▸ **LIST OF TASKS**:
A) Reproduce the blog post about working at The Phoenician from "I'm not sure" to "and Amy. Stat.)", word for word.
B) Resume the blog post about working at The Phoenician from the point where it ends, and keep writing it.

▸ **PAGE TEXT**:
-------

One of the benefits/curses of working at The Phoenician is the food. Last week Aaron Michael and I got to treat my cousin Stefanie, who was in town from Maryland visiting, to a lunch at Il Terrazzo, which is the Pho's shwanky Italian joint. My buddy Josh was the manager on duty and he told us not to order, so we obliged. He brought us dish after dish... cobb salads with scallops, then spinach ravioli, then three main dishes to share: an open-faced steak sandwich, a margarita pizza, and gourmet mac n cheese. Then for dessert, lemon meringue pie, crem brulee, and a homemade chocolate peanut butter bar. Our forks were busy.
Today, three of my coworkers were at a training class all day, so it was just my boss and me. When I got there this morning, she told me to start brainstorming lunch dreams... so we eventually decided to order from Relish Burger Bistro, another restaurant on property. And I ordered "crab cake sliders." In other words, tiny crab cake sandwiches with avocado and some kind of spicy Cole slaw. They changed my life, blog friends. They changed my life. I literally danced in my chair while I was eating them. It was a special moment. If you ever come to visit me in good ole' Phoenix, which I sure hope you do, the first thing we're doing is overloading on crab cake sliders. You're welcome.
I'm not sure why I felt compelled to delve into foodie land this evening, but I've had so many fabulous munchies lately that I felt like sharing. Well, sharing/hoping to make you jealous. And, of course, your only cure for jealousy is to come and see me, right? To partake? You're getting my motives now. (Ashley and Amy. Stat.)
Being alone in the office today was a bit of an experience on its own, notwithstanding the crab cakes. Even though my boss was there today, she is constantly in and out of meetings, so for the better part of the day it was really just me in the ol' HR office. Sometimes when there are lulls in the outside foot traffic (which are rare, but for some reason weren't so rare today) it gets too quiet in there and I have to hum Brooke Fraser or read my e-mails out loud to myself in an English accent. (If you don't believe me that that happens, call me tomorrow and I'll do it for you. I can't tell if I'm going Australian or British, but whatever it is, it's getting good. Mate.) And being in there by myself, answering e-mails and phone calls, helping walk-ins and just generally doing my other duties is becoming really a growing experience for me. A stretching, uncomfortable, but necessary experience. Not to romanticize the 9-5 humdrum that I'm sure everyone feels to some extent... but when one spends 40 hours a week in one place, it would be silly to imagine that God's not going to teach you some lessons in there.
A few months ago my manager told me that HR exists primarily to make everyone else in the resort's job easier. That was a bit of a nudge to me. Before that, I had started getting caught up in some of the other, I hate to say it... 'policing' aspects of our gig. Making sure papers are signed, procedures are followed, etc. And those things can sometimes be necessary to help make everyone else's job easier. But say for example, a few months ago, I received a form that was filled out incorrectly. My instinct would probably have been to send the form back to it's owner and ask for a correction. And I'm being honest when I tell you that I wouldn't have done that with sinister intentions - as in, LOOK WHAT YOU DID WRONG - I would have been doing it out of an effort to make sure everyone was aware of the correct way to do things. Good intentions, I think. Good intentions that sound bad, anyway.

-------

(Extracted data entries)
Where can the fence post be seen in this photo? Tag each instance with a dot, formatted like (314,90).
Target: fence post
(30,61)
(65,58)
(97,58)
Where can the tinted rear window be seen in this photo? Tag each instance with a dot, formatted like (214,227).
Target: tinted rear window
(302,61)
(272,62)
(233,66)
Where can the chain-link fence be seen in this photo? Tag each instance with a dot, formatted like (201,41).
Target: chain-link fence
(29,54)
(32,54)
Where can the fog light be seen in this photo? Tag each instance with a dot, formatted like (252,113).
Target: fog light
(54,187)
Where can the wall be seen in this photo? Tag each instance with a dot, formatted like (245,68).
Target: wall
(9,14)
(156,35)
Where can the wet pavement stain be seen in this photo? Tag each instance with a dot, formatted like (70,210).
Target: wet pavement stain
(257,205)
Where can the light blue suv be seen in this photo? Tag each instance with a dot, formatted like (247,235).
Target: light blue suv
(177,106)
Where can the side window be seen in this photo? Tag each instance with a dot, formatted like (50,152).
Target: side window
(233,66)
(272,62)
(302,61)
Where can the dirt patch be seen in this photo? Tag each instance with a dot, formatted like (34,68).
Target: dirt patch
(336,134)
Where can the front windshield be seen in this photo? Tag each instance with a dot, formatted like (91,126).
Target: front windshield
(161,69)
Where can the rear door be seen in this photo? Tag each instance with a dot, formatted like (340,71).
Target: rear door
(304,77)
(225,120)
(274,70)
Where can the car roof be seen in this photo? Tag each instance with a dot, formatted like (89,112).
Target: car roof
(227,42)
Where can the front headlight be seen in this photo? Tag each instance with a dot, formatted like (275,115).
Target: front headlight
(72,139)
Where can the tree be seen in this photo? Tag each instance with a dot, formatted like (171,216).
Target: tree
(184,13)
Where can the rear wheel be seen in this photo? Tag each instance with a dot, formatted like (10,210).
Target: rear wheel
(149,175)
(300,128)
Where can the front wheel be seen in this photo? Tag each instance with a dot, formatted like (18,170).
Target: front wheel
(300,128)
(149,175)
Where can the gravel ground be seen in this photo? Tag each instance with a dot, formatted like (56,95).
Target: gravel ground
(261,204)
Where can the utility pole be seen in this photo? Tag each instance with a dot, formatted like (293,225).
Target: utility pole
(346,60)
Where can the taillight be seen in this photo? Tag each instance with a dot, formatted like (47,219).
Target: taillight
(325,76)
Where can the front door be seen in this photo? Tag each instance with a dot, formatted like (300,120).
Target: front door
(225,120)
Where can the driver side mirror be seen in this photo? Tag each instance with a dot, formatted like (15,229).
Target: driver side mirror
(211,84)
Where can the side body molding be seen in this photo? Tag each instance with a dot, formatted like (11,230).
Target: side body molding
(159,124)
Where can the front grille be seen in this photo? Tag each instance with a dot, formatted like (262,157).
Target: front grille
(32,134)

-------

▸ **ANSWERS TO THE TASKS**:
A)
I'm not sure why I felt compelled to delve into foodie land this evening, but I've had so many fabulous munchies lately that I felt like sharing. Well, sharing/hoping to make you jealous. And, of course, your only cure for jealousy is to come and see me, right? To partake? You're getting my motives now. (Ashley and Amy. Stat.)

B)
But every time something like that happens now, I keep trying to remind myself that we are just there to help. If a form isn't filled out correctly, I get out my trusty white-out and go to town. If a manager is rude to me on the phone, I try to imagine the pressure they must be under, and how I sometimes might seem like another obstacle to what they're trying to accomplish. And I just try to help. If i answer the phone politely and the conversation starts with a nice, big, 'LISTEN LADY,' I really try to take it in stride. I don't always do great, but I'm trying. And it helps when I remember why I'm there - to help. Not to instruct, or enforce, or be human red tape. Not to correct people when they're rude to me or avoid correcting others' errors. To help. Mercy.
I need to learn mercy. It is something I can't learn. I have such a ferocious, thriving, deep-rooted respect for justice. I am addicted to it. I think it's how I make sense of things. It's how I make sense of God and how I make almost all of my daily decisions. But I think it's eating me. It's stealing my ability to heart-learn God's grace. And it's starting to eat the place in my heart that is supposed to feed mercy.
Last week I read Hosea 6:6, which is almost absurdly clear. Sometimes God is one for prose, and then sometimes He says things like, "I desire mercy." (Verse 6). As in, 'get this or go home. I can't make it any clearer.' And I felt like throwing up. Becuase I thought He wanted fairness.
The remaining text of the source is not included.